Document segment
------
# P mode setup tips needed



## skinny_water (Jun 11, 2008)

First of all, the picture is great. Good dynamics and staging. You have the basics down. 

The only issues are that it is slightly over exposed, and the glare on the fishes head. The glare on the head is an easy fix. Think of it like a mirror. Direct the mirror away from the lens and the glare is gone. The sight over exposure is evident in the white shirt being blown out, and the low contrast in the sky. Because of the longer explanation I will make it a new paragraph...

Are you using a polarizing filter? I would be using one for this shot. If you are using one there is a quick fix. It's called exposure compensation. You don't have to use it all the time. But because you are shooting in program mode and not changing your shutter speed it's a must to know how to do. Behind the release button there is a little button that has a +/- on it. While looking at the screen of the camera hold it down. You will see it light up on the screen. You adjust it by spinning the thumb dial. I would set it for -1.0 for the direct sunlight shots. And if you review them and they are still too light maybe go to -1.5. For your second picture that you adjusted the contrast very high, try using the -1.5 to -2.0 to make sure you have the color correct.
------
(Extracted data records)
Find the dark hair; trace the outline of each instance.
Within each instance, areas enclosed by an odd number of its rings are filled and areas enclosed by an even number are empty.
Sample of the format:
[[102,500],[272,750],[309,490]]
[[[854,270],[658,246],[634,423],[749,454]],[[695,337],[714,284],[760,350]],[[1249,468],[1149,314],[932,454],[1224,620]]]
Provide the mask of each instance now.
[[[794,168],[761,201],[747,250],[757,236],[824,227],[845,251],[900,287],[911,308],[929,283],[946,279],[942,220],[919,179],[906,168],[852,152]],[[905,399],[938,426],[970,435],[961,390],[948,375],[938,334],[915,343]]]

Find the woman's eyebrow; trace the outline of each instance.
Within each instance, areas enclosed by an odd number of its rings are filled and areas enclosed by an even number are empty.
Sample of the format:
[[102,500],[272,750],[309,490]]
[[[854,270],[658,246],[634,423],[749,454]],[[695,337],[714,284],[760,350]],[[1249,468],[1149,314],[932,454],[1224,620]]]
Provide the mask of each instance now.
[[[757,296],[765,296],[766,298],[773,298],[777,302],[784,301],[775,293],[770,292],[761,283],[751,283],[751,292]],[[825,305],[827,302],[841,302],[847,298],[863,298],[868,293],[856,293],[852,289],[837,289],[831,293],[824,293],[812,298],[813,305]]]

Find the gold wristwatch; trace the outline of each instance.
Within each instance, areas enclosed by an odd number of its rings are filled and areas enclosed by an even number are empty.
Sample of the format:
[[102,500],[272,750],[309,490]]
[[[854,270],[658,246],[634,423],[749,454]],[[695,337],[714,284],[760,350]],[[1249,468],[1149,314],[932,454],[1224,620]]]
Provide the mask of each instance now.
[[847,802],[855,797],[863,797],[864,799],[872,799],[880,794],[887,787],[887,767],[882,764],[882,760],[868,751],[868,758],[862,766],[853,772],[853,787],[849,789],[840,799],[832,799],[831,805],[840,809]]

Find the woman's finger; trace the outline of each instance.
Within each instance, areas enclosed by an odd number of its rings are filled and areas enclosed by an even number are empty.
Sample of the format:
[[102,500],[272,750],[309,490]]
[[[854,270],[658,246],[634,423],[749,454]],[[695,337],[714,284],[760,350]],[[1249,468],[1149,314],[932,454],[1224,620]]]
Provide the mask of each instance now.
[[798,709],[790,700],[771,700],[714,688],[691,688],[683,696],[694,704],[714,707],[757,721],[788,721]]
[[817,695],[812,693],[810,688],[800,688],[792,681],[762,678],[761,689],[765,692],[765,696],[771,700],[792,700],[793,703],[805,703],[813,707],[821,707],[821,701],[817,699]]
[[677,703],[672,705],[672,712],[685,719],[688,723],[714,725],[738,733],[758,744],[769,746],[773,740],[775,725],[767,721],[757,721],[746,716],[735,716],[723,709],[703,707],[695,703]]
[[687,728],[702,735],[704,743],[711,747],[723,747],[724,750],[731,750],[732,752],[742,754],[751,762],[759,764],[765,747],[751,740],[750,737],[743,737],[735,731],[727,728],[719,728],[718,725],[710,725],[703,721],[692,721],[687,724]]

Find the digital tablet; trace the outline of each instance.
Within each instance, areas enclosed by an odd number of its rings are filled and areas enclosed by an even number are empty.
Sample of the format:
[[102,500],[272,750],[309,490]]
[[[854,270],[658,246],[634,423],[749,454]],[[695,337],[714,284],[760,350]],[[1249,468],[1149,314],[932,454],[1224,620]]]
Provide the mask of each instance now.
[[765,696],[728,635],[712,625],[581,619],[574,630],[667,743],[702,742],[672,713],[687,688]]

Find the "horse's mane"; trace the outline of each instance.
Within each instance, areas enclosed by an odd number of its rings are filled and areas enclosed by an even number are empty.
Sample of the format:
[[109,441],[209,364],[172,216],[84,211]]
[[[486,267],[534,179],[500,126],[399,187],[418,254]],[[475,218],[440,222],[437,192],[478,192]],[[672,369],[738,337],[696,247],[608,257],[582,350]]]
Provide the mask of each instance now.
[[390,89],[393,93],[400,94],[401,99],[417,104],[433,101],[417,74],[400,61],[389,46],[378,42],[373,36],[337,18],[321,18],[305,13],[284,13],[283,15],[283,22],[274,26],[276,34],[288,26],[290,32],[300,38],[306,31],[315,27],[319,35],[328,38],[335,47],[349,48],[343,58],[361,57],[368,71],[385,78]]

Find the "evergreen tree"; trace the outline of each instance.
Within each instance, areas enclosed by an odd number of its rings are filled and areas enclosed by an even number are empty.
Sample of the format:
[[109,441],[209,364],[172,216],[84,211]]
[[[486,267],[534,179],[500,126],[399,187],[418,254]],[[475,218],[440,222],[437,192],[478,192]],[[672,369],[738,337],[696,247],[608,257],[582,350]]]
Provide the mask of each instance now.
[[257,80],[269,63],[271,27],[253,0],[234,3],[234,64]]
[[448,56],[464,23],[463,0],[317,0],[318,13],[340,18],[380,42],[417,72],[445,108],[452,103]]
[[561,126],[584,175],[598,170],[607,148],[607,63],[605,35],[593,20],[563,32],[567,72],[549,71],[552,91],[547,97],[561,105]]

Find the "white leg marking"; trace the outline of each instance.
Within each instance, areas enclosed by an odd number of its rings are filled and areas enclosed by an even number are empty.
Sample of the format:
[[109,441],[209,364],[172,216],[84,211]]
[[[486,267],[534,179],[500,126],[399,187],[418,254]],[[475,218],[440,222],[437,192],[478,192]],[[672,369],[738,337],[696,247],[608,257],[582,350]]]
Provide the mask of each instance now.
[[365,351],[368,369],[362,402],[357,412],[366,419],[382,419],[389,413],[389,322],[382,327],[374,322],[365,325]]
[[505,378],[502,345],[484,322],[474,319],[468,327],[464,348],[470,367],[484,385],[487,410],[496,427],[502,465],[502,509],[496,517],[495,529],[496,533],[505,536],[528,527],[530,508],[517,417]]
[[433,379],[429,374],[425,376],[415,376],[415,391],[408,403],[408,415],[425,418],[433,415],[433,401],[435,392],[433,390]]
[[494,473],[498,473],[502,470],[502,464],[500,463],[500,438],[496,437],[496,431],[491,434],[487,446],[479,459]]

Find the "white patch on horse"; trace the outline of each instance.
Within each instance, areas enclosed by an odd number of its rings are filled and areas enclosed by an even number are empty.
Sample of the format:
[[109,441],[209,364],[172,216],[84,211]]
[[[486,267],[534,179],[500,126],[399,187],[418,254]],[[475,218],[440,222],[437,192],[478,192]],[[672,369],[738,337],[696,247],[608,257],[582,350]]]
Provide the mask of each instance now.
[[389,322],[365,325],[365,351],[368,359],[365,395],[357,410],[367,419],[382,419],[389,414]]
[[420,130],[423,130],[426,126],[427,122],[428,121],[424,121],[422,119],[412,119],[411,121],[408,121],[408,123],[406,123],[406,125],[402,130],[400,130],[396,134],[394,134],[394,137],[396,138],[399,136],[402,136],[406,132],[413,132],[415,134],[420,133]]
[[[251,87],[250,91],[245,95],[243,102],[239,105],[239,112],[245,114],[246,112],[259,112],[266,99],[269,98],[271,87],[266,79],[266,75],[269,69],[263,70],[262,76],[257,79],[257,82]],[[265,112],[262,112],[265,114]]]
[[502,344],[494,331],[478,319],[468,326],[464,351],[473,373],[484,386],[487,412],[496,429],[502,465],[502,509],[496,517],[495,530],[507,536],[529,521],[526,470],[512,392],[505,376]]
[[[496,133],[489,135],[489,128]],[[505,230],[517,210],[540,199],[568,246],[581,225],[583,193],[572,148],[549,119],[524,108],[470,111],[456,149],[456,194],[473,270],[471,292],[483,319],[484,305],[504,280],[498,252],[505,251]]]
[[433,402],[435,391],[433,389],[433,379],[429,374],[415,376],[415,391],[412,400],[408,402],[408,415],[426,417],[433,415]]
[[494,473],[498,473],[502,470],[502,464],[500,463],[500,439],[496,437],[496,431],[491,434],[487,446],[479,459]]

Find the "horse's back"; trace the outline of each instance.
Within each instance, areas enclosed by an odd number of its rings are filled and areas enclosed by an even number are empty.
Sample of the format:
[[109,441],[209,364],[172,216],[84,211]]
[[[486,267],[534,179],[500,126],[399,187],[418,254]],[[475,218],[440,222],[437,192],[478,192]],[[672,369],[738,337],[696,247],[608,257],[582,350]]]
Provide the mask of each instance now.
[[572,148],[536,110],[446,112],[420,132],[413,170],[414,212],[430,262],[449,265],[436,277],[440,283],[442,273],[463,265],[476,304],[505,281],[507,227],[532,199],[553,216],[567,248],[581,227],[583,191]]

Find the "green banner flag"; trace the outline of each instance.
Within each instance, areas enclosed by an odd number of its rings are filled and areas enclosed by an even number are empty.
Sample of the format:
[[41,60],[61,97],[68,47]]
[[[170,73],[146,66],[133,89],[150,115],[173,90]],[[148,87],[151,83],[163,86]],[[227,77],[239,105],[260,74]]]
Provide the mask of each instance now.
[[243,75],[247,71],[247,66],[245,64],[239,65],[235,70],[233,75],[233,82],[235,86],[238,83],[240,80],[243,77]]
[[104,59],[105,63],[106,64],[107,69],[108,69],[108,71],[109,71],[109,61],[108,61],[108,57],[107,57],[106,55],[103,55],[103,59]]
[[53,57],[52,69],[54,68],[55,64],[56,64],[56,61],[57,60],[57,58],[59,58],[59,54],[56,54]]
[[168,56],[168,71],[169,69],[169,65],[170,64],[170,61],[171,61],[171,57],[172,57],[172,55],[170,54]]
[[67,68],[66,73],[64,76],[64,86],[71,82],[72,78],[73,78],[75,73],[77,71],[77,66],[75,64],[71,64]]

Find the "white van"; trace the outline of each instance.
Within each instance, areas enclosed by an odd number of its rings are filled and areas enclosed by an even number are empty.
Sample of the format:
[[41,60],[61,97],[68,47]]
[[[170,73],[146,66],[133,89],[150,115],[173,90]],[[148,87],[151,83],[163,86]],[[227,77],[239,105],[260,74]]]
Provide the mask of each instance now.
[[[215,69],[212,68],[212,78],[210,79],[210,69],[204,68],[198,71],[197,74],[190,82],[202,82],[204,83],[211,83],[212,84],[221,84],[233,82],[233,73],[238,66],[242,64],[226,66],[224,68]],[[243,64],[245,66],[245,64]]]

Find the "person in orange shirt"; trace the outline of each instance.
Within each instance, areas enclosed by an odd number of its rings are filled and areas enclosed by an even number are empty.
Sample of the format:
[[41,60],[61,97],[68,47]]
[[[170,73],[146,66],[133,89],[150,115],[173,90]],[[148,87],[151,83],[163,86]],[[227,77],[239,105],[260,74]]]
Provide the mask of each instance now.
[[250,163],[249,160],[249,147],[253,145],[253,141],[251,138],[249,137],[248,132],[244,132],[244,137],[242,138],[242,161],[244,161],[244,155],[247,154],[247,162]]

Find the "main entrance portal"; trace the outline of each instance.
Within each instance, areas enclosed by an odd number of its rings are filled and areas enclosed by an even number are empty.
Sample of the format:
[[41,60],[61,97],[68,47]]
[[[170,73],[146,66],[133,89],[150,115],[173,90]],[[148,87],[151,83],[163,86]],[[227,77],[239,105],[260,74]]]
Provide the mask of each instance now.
------
Required task 1
Copy the forum post on P mode setup from "The only issues" to "a new paragraph...".
Required task 2
Pick out each line of the records that contains the string "horse", treating uppercase and lowercase letters as different.

Task response 1
The only issues are that it is slightly over exposed, and the glare on the fishes head. The glare on the head is an easy fix. Think of it like a mirror. Direct the mirror away from the lens and the glare is gone. The sight over exposure is evident in the white shirt being blown out, and the low contrast in the sky. Because of the longer explanation I will make it a new paragraph...

Task response 2
Find the "horse's mane"; trace the outline of each instance.
Find the "white patch on horse"; trace the outline of each instance.
Find the "horse's back"; trace the outline of each instance.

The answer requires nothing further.